Setiap penerbitan polis asuransi mensyaratkan adanya kepentingan keuangan (insurable interest) atas obyek yang akan diasuransikan. Seseorang dikatakan memiliki insurable interest apabila orang tersebut akan menderita kerugian jika terjadi musibah (risiko) atas obyek yang diasuransikan. Insurable interest dapat berasal dari hubungan hukum, kontrak, atau undang-undang. Pernikahan menjadi dasar insurable interest antara suami, istri, dan anak-anaknya.

Pemilik mobil memiliki insurable interest atas mobilnya, kreditur memiliki insurable interest atas debitur terkait pinjamannya, trustee memiliki insurable interest atas dana milik pihak lain yang dikelolanya. Hubungan persaudaraan atau pertemanan tidak menimbulkan insurable interest, sehingga kita tidak dapat mengasuransikan rumah milik saudara atau teman kita.

Perusahaan asuransi akan memastikan adanya insurable interest sebelum menerbitkan polis, karena polis yang diterbitkan tanpa adanya insurable interest dianggap tidak berlaku (void) bahkan melanggar hukum (illegal). Untuk asuransi kerugian, insurable interest harus dimiliki pemegang polis pada saat polis diterbitkan dan pada saat klaim terjadi. Sedangkan pada asuransi jiwa, insurable interest harus dimiliki pemegang polis pada saat polis diterbitkan.

Nasabah penyimpan memiliki insurable interest terhadap simpanannya, begitu pula bank memiliki insurable interest atas simpanan yang ditempatkan padanya. Dalam hal nasabah membuka rekening yang dinyatakan secara tertulis diperuntukkan bagi kepentingan pihak lain (beneficiary), maka saldo rekening tersebut diperhitungkan sebagai saldo rekening pihak lain tersebut. Dalam ketentuan penjaminan, beneficiary tidak dipersyaratkan harus memiliki insurable interest atas rekening simpanan tersebut agar simpanannya dijamin terpisah.

Apabila insurable interest dipersyaratkan bagi rekening yang dinyatakan untuk kepentingan pihak lain, perlu ada mekanisme untuk membuktikan setiap beneficiary memiliki insurable interest pada rekening yang dibuka untuk kepentingannya. Selain itu, perlu pula diatur kapan beneficiary harus memiliki insurable interest, pada saat pembukaan rekening dan/atau pada saat bank dicabut izinnya.

Hukum Bilangan Besar

Pertanggungan pada asuransi dinilai layak dilakukan apabila terdapat cukup banyak tertanggung yang mempunyai risiko sejenis (law of large numbers). Dengan jumlah tertanggung yang besar, maka prediksi kerugian akan semakin mendekati jumlah kerugian yang sebenarnya (actual loss). Dengan dipenuhinya hukum bilangan besar tersebut akan membantu penetapan tarif premi yang wajar.

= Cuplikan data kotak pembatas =
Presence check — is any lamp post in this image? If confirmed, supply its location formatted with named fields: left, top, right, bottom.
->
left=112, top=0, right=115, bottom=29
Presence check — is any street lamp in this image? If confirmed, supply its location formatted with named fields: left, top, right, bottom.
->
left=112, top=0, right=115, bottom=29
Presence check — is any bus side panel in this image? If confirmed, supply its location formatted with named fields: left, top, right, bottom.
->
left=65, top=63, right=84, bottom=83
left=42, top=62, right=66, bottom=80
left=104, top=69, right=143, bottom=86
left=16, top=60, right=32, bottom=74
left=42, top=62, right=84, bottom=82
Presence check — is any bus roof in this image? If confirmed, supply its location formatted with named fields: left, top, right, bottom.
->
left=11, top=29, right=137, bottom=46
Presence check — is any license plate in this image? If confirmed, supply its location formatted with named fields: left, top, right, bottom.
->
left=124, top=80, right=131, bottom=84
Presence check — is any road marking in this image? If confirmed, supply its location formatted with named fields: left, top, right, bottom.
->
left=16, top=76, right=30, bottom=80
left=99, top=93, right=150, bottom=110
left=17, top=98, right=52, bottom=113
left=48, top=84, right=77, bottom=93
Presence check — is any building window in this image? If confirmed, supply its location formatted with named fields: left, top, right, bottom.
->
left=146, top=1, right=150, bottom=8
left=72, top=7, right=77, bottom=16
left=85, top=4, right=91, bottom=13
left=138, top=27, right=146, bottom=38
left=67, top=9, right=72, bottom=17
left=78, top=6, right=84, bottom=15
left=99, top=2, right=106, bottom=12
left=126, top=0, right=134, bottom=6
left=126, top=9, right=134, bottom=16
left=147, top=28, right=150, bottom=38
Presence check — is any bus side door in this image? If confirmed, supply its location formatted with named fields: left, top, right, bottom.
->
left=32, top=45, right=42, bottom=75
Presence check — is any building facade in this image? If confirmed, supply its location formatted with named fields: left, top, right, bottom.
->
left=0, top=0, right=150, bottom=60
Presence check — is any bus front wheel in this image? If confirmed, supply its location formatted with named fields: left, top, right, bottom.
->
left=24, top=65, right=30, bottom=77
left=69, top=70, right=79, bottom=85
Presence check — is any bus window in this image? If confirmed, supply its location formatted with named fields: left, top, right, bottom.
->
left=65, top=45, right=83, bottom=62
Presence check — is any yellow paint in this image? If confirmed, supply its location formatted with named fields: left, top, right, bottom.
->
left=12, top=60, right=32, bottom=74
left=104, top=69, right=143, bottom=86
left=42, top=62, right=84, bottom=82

= Bagian Latihan =
(a) Kutiplah bagian teks bacaan yang berada di antara "Setiap penerbitan polis" dan "atau teman kita.", termasuk kedua ujung tersebut.
(b) Tuliskan kembali hanya baris data mulai dari baris yang memuat "Presence check — is any bus front" sampai baris terakhir, keduanya ikut disertakan. Ganti "Presence check" dengan "Visibility check" dan biarkan semua bagian lain tetap sama.
Teks bacaan dan baris data di atas adalah dua bahan yang berdiri sendiri.

= Jawaban Tiap Tugas =
(a)
Setiap penerbitan polis asuransi mensyaratkan adanya kepentingan keuangan (insurable interest) atas obyek yang akan diasuransikan. Seseorang dikatakan memiliki insurable interest apabila orang tersebut akan menderita kerugian jika terjadi musibah (risiko) atas obyek yang diasuransikan. Insurable interest dapat berasal dari hubungan hukum, kontrak, atau undang-undang. Pernikahan menjadi dasar insurable interest antara suami, istri, dan anak-anaknya.

Pemilik mobil memiliki insurable interest atas mobilnya, kreditur memiliki insurable interest atas debitur terkait pinjamannya, trustee memiliki insurable interest atas dana milik pihak lain yang dikelolanya. Hubungan persaudaraan atau pertemanan tidak menimbulkan insurable interest, sehingga kita tidak dapat mengasuransikan rumah milik saudara atau teman kita.

(b)
Visibility check — is any bus front wheel in this image? If confirmed, supply its location formatted with named fields: left, top, right, bottom.
->
left=24, top=65, right=30, bottom=77
left=69, top=70, right=79, bottom=85
Visibility check — is any bus window in this image? If confirmed, supply its location formatted with named fields: left, top, right, bottom.
->
left=65, top=45, right=83, bottom=62
Visibility check — is any yellow paint in this image? If confirmed, supply its location formatted with named fields: left, top, right, bottom.
->
left=12, top=60, right=32, bottom=74
left=104, top=69, right=143, bottom=86
left=42, top=62, right=84, bottom=82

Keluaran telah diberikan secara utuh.